Aim of the exercise> Return every line of the records below verbatim, with no changes.

━━━━━ Entries ━━━━━

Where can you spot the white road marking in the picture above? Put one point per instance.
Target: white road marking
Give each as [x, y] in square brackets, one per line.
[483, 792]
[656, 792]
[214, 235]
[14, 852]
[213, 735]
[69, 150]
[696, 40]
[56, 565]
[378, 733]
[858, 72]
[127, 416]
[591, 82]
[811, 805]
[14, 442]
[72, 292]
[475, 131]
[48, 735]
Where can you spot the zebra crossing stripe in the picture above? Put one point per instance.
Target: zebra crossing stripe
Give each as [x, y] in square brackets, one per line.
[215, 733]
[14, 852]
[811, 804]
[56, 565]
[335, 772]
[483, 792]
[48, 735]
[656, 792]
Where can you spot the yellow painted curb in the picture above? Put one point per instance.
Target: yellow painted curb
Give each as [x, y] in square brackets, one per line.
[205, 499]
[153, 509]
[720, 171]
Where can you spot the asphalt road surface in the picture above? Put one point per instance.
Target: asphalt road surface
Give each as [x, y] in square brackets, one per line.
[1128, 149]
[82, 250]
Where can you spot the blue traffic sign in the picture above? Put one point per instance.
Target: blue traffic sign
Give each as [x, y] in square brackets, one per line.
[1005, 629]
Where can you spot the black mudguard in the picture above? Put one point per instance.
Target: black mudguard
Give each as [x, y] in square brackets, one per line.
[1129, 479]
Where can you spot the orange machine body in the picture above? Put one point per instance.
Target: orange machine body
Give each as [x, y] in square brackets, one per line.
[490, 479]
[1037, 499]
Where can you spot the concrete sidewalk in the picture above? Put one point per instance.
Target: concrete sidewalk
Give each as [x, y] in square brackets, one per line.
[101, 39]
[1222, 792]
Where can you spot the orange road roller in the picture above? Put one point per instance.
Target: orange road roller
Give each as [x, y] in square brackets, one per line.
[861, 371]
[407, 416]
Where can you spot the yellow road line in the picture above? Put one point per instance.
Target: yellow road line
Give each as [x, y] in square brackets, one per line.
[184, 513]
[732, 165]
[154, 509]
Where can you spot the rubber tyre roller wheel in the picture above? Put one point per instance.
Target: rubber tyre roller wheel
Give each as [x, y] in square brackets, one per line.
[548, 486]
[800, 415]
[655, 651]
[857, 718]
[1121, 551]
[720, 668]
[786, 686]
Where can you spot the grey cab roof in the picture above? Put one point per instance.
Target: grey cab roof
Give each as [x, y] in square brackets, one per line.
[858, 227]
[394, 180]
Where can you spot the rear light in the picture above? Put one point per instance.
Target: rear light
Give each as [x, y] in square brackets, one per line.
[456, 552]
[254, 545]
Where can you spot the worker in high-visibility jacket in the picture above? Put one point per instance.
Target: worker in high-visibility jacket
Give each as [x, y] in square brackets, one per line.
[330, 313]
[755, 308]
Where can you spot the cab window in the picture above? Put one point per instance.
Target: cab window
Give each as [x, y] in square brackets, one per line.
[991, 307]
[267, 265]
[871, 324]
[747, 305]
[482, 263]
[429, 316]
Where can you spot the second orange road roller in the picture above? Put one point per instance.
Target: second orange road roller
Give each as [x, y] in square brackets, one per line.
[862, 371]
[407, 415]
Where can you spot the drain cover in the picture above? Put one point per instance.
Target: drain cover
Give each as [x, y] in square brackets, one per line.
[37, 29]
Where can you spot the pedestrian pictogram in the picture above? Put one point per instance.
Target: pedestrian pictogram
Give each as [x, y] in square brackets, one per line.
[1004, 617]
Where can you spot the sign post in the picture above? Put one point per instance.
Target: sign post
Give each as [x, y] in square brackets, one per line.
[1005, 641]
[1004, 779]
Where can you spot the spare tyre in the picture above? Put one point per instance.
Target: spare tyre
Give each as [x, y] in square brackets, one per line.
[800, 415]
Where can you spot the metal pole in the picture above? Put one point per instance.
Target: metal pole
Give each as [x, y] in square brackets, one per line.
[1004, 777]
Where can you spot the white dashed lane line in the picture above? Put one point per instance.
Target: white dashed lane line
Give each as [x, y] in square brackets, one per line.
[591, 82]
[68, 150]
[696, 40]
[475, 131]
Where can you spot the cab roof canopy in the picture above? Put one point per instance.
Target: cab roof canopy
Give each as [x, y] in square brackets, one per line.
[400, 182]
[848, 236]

━━━━━

Reply to the task>
Where can you spot the white road marking in the picture above? Put one point per instance.
Target: white road marking
Give each as [x, y] in square brackets, one per line.
[483, 792]
[656, 792]
[214, 235]
[14, 852]
[213, 735]
[69, 150]
[696, 40]
[56, 565]
[378, 733]
[858, 72]
[127, 416]
[591, 82]
[811, 805]
[14, 442]
[72, 292]
[475, 131]
[48, 735]
Where can you spot the zebra crossing stripe in the picture above? Put one point per instance.
Target: zebra crossing stripe
Give each as [x, y] in square brackets, one per line.
[215, 733]
[14, 852]
[811, 804]
[56, 565]
[335, 772]
[483, 792]
[48, 735]
[656, 792]
Where can you spot the yellow painted curb in the picture above? Put one point per instance.
Target: yellow painted curb
Give each as [x, y] in square brackets, one per line.
[205, 499]
[153, 509]
[720, 171]
Where can you spot the asphalt road surface in the picture above? Put one point per instance.
Target: asphalt road surface
Give each as [x, y] in square brackets, one per line.
[1128, 149]
[82, 250]
Where can you spot the blue traffic sign in the picture above? Put one point per instance.
Target: blue traffic sign
Give each as [x, y] in square brackets, one per line.
[1005, 629]
Where can you spot the black mudguard in the picture above? Put one point per instance.
Target: black mudguard
Give each as [x, y] in square brackets, one per line.
[1129, 479]
Where can you spot the orange machine body in the picture above? Put one point per instance.
Target: orange machine body
Give each as [x, y] in square brackets, one per line.
[490, 479]
[1037, 499]
Where can you spot the concrete sidewalk in the picture above? Put one point per instance.
Target: concrete sidewalk
Give each as [x, y] in square brackets, one per line.
[101, 39]
[1222, 792]
Where can you spot the orange road roller in the picture above? Put one point per instance.
Target: orange road roller
Give each as [x, y] in square brackets, one per line.
[861, 371]
[407, 416]
Where can you spot the yellow road line in the picture above? Put one point per instance.
Target: yellow road line
Give each as [x, y] in square brackets, one per line.
[184, 513]
[732, 165]
[154, 509]
Where can you spot the rubber tyre roller wheel in the picture above? Put one point per instance.
Target: rubber tyre roller wheel
Give each as [x, y] in square brackets, one per line.
[548, 486]
[800, 415]
[655, 651]
[857, 718]
[1121, 551]
[720, 668]
[786, 686]
Where can you spot the grey cab roof in the picture above? Put one point per instance.
Target: grey cab roof
Give each as [x, y] in square brackets, one per line.
[858, 227]
[394, 180]
Where can you spot the rear light in the picture above? Put one point per instance.
Target: rear light
Give each as [x, y] in square brackets, one per line.
[456, 552]
[254, 545]
Where can you spot the worker in high-visibility jacket in the picture above? Put one point per instance.
Target: worker in high-visibility jacket
Give each as [x, y] in square brackets, one per line.
[330, 313]
[755, 308]
Where can you spot the cab window in the picture above? Put one point per instance.
Target: cab window
Give each as [x, y] in square brackets, one per line.
[991, 307]
[267, 265]
[871, 324]
[747, 305]
[482, 263]
[429, 316]
Where can you spot the second orange road roller in the picture above? Put one point per instance.
Target: second orange road roller
Give each as [x, y] in square brackets, one per line.
[862, 371]
[407, 415]
Where can you spot the drain cover in the picture above? Put one point per instance.
Target: drain cover
Give each as [x, y] in square brackets, one per line.
[37, 29]
Where can you spot the pedestrian pictogram in the picture above? Put one point per instance.
Target: pedestrian pictogram
Give each as [x, y] in square brackets, one per line.
[1004, 617]
Where can you spot the sign post in the picture above? Put one point per instance.
Target: sign post
Give each as [x, y] in square brackets, one per line.
[1005, 641]
[1004, 779]
Where can you spot the spare tyre in the picture above? Put one point per instance.
Target: spare tyre
Give each as [x, y] in square brackets, one per line.
[800, 415]
Where can you spot the metal pole in the picture above? Put one point per instance.
Target: metal pole
Give each as [x, y] in square brackets, one per line.
[1004, 777]
Where can you spot the white dashed lane line in the picture above? Put one point per instance.
Target: white dashed lane line
Give each as [x, y] in square brackets, one per line.
[591, 82]
[68, 150]
[696, 40]
[475, 131]
Where can you spot the cab roof canopy in the picture above? Put one point per instance.
Target: cab roof canopy
Give each as [x, y] in square brackets, one per line.
[400, 182]
[848, 236]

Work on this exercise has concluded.